• **PROMPT**
Retype the entries word for word, leaving nothing out.

EXERCISE DATA Start Marker

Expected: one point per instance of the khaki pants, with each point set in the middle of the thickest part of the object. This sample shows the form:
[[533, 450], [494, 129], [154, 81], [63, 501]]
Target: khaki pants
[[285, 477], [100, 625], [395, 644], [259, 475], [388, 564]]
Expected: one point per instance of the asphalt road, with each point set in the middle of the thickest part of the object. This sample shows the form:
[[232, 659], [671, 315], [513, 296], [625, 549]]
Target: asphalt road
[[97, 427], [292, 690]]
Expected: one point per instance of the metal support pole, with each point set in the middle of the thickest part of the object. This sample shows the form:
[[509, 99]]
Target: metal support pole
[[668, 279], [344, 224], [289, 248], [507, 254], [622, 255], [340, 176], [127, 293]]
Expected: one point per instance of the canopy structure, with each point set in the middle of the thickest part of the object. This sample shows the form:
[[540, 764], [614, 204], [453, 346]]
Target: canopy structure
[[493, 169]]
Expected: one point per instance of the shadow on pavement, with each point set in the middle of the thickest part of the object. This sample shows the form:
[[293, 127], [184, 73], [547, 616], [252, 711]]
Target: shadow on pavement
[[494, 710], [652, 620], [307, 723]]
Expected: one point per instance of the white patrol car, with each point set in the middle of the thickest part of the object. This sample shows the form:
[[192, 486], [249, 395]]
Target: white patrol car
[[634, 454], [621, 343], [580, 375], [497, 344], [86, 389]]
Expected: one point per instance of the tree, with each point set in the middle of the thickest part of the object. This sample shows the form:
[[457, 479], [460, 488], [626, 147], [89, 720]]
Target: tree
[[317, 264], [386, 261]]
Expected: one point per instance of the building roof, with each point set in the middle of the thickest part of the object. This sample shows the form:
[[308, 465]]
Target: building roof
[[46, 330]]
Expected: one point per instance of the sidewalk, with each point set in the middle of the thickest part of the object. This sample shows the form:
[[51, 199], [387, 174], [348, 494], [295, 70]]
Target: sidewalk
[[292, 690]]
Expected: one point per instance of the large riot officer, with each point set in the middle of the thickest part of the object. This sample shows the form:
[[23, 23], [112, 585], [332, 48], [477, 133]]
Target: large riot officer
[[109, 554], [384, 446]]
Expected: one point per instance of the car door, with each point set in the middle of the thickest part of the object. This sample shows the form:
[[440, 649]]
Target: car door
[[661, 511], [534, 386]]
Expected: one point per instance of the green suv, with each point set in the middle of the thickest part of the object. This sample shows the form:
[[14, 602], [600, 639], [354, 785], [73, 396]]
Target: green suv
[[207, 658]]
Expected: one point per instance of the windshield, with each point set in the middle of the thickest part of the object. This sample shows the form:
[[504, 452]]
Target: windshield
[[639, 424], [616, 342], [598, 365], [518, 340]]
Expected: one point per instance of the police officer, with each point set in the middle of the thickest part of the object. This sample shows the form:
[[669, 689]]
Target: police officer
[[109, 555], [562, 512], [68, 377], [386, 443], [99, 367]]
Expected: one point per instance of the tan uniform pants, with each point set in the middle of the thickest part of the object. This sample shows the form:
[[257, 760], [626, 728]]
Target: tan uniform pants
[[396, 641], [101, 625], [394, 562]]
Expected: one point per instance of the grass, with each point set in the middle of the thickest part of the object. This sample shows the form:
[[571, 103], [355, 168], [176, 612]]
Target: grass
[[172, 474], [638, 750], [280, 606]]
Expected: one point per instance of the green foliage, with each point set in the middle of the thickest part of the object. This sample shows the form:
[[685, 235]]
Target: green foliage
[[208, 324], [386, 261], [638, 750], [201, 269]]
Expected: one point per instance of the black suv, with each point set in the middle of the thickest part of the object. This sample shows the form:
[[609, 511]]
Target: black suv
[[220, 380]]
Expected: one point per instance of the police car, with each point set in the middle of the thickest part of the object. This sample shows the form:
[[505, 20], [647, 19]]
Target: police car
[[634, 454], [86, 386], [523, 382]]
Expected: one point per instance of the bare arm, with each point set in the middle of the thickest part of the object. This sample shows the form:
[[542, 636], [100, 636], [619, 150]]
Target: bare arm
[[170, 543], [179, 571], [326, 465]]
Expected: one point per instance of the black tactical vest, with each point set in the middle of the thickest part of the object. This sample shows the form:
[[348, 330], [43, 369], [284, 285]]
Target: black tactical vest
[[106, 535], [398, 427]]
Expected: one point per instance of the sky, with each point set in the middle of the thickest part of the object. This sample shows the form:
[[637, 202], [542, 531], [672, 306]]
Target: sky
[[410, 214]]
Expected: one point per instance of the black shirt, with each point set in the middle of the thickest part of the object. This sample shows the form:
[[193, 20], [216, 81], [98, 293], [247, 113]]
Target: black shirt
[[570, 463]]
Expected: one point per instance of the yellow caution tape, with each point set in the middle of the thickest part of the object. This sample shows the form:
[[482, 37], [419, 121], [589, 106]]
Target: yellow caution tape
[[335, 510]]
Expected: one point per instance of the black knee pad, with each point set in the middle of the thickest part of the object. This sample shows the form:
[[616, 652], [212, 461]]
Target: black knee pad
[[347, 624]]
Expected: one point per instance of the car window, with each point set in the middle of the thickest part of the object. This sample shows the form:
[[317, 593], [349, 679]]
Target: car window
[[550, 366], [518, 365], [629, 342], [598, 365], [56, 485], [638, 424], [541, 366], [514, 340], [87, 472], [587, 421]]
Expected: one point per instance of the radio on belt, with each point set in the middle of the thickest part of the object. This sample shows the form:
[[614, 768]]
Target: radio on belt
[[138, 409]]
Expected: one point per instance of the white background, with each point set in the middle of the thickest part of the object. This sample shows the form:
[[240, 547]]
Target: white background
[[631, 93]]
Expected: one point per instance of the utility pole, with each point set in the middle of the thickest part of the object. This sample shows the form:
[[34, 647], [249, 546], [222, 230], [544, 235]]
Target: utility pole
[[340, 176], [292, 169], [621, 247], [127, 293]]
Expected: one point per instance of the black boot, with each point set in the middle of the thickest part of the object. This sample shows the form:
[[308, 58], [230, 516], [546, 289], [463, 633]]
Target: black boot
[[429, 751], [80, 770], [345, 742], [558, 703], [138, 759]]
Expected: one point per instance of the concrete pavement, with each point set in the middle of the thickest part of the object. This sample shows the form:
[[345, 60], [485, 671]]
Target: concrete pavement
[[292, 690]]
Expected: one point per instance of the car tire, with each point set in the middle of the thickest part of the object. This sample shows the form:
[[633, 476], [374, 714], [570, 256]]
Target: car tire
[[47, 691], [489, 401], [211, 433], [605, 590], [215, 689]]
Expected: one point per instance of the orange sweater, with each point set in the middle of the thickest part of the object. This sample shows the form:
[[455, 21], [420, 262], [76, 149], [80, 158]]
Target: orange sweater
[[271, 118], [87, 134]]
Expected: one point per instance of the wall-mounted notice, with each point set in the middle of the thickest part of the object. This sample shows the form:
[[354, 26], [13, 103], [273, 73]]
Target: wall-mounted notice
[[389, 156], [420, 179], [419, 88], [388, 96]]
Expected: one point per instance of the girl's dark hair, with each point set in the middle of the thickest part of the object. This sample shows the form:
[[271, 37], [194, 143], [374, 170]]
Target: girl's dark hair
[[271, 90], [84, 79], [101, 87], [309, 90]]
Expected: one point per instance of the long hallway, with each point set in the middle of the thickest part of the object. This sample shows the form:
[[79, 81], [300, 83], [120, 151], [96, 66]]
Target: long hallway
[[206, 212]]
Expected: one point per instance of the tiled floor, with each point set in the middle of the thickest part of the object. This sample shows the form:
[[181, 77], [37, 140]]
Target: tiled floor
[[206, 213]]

EXERCISE DATA End Marker

• **COMPLETED TASK**
Expected: one point per instance of the khaki pants, with each point set in the middle of the thickest part of the object. This sample shows the form:
[[533, 450], [494, 129], [154, 81], [63, 501]]
Target: khaki pants
[[285, 477], [100, 625], [395, 644], [259, 475], [388, 564]]
Expected: one point per instance of the asphalt road, with each point set in the middle of the thickest part of the object. This sample shows the form:
[[232, 659], [671, 315], [513, 296], [625, 549]]
Target: asphalt road
[[97, 427], [292, 690]]
Expected: one point per instance of the metal support pole, with each point set in the middle of the thickest part of the object. This sample shows the form:
[[509, 99]]
Target: metal support pole
[[668, 279], [344, 224], [289, 248], [507, 254], [622, 255], [340, 176], [127, 293]]
Expected: one point per instance of the canopy structure, with each point set in the middle of the thickest part of the object. This sample shows the form:
[[540, 764], [614, 204], [453, 346]]
Target: canopy structure
[[493, 169]]
Expected: one point per instance of the shadow on pavement, with each point set in the middle of the thickest part of the object. This sample shows the form:
[[293, 127], [184, 73], [547, 616], [252, 711]]
Target: shadow on pavement
[[494, 710], [652, 620], [307, 723]]
Expected: one point per instance of the white patrol car, with each point set in the middle of the thickest part of the object. This sample shows the form:
[[192, 486], [249, 395]]
Target: white patrol car
[[634, 454], [621, 343], [580, 375], [497, 344], [86, 389]]
Expected: one point per instance of the tree, with each point set in the middle of the thickest part of the object. This sample shows the form:
[[457, 479], [460, 488], [626, 147], [89, 720]]
Target: tree
[[317, 264], [386, 261]]
Expected: one point per instance of the building roof, with each point set in the middle of the thickest part of the object. This sample shows the form:
[[308, 465]]
Target: building roof
[[46, 330]]
Expected: one point per instance of the sidewalk, with each point set in the middle of the thickest part of the object. This sample shows the form:
[[51, 199], [387, 174], [348, 494], [295, 70]]
Target: sidewalk
[[292, 690]]
Expected: one point per instance of the large riot officer, with each point set in the middle of the thickest part of the object. This sample shows the form:
[[23, 23], [112, 585], [332, 48], [477, 133]]
Target: large riot officer
[[109, 554], [384, 446]]
Expected: one point per instance of the car door, with each point set in the middle of the thickest part of the object. This sample shows the form:
[[440, 649]]
Target: car door
[[661, 511], [534, 386]]
Expected: one point per instance of the green suv, with each point set in the middle of the thickest part of the object. This sample shows the form:
[[14, 602], [600, 639], [354, 785], [73, 396]]
Target: green suv
[[207, 658]]
Expected: one point per instance of the windshield, with each point set in the middle of the thickest part of the object. This sample shows the form:
[[504, 452]]
Target: windshield
[[639, 424], [616, 342], [598, 365], [518, 340]]
Expected: one point per instance of the police officer, with each point set in the middle of the thickest part of the object. This sample shows the form:
[[669, 689]]
Target: police officer
[[109, 555], [562, 512], [68, 377], [386, 443], [99, 367]]
Expected: one point per instance of the tan uniform pants, with each point set in the middle of the thickest part of the object. This sample shows the form:
[[257, 760], [626, 728]]
Target: tan uniform pants
[[396, 641], [101, 625], [394, 562]]
Expected: one point per instance of the grass, with each point set in the middle of the thickest part of the object. This sample shows the form:
[[571, 103], [355, 168], [176, 612]]
Target: grass
[[172, 474], [638, 750], [280, 606]]
Expected: one point per instance of the green foliage, with each point set in the middle of the thickest part of the object. This sample shows the form:
[[685, 235]]
Target: green foliage
[[208, 324], [386, 261], [638, 750], [201, 269]]
Expected: one point per instance of the black suv, with each point set in the middle of the thickest part of the object. This sample shows the form:
[[609, 511]]
Target: black suv
[[220, 380]]
Expected: one point per instance of the police car, with each point set in the middle of the thickest part of the object. This sample shows the form:
[[505, 20], [647, 19]]
Target: police car
[[634, 454], [86, 386], [523, 382]]
Expected: one point per instance of the bare arm, with each point set in the middle of the thickest part of the object. This sample shows the form:
[[542, 636], [100, 636], [619, 150]]
Target: bare arm
[[170, 543], [179, 571], [326, 465]]
Expected: one point per instance of the black tactical vest, with each point set in the middle of the thickest part of the object. This sample shows the form:
[[348, 330], [43, 369], [284, 285]]
Target: black tactical vest
[[106, 535], [398, 427]]
Expected: one point per instance of the sky, with each point set in the middle of the thickest part of the object. This sample shows the form:
[[637, 202], [542, 531], [672, 306]]
Target: sky
[[410, 214]]
Expected: one point per instance of the black shirt, with each point set in the middle of the thickest part of the object. This sample shows the form:
[[193, 20], [216, 81], [98, 293], [247, 113]]
Target: black shirt
[[570, 463]]
Expected: one point per instance of the yellow caution tape, with each point set in the middle of the thickest part of the object. This sample shows the form:
[[482, 37], [419, 121], [589, 106]]
Target: yellow caution tape
[[335, 510]]
Expected: one point per instance of the black knee pad, with each point set in the middle of the thickest part of the object. This sample shows the form:
[[616, 652], [212, 461]]
Target: black knee pad
[[347, 624]]
Expected: one point per instance of the car window, with each point set in the middle of the thickest part of the object. This sample shows the form:
[[317, 593], [349, 679]]
Target: car window
[[550, 366], [518, 365], [629, 342], [598, 365], [56, 485], [638, 424], [541, 366], [514, 340], [87, 472], [587, 421]]
Expected: one point per instance of the radio on belt, with each point set in the middle of the thickest part of the object. This sample shows the form:
[[614, 768]]
Target: radio on belt
[[138, 409]]
Expected: one point per instance of the white background, with each point set in the middle of the thickest part of the object. This sample shows the form:
[[240, 547]]
Target: white background
[[631, 93]]
Expected: one point per instance of the utility pole, with each point set in the middle of the thickest part of the object. This sample shows the form:
[[34, 647], [249, 546], [222, 230], [544, 235]]
Target: utility pole
[[340, 176], [292, 169], [621, 247], [127, 293]]
Expected: one point per instance of the black boot, with each point set in the middle of the thickest part of the object. This sample shows the form:
[[308, 58], [230, 516], [546, 289], [463, 633]]
Target: black boot
[[429, 751], [80, 770], [345, 742], [558, 703], [138, 759]]
Expected: one point per instance of the concrete pavement, with each point set in the middle of the thickest part of the object. This sample shows the form:
[[345, 60], [485, 671]]
Target: concrete pavement
[[292, 690]]
Expected: one point per instance of the car tire, with each point set in the middle of the thickest part of the object. This sample shows the form:
[[633, 476], [374, 714], [570, 256]]
Target: car tire
[[47, 691], [489, 401], [211, 433], [605, 590], [215, 689]]
Expected: one point per instance of the orange sweater, with each point set in the middle of the thickest part of the object. This sample shows the form:
[[455, 21], [420, 262], [76, 149], [80, 158]]
Target: orange sweater
[[271, 118], [87, 134]]
Expected: one point per instance of the wall-mounted notice, with each point set in the middle of the thickest part of the object. This sample shows the form:
[[354, 26], [13, 103], [273, 73]]
Target: wall-mounted notice
[[389, 156], [420, 179], [419, 88], [388, 96]]
Expected: one point per instance of the girl's dark hair, with each point set in the middle of the thickest part of the object. This sample shows the form:
[[271, 37], [194, 143], [374, 170]]
Target: girl's dark hair
[[271, 90], [84, 79], [101, 87], [309, 90]]
Expected: one point per instance of the long hallway, with each point set in the middle of the thickest part of the object. This sample shows the form:
[[79, 81], [300, 83], [120, 151], [96, 66]]
Target: long hallway
[[206, 212]]
Expected: one point per instance of the tiled floor, with each point set in the middle of the thickest part of the object. This sample shows the form:
[[181, 77], [37, 140]]
Target: tiled floor
[[206, 213]]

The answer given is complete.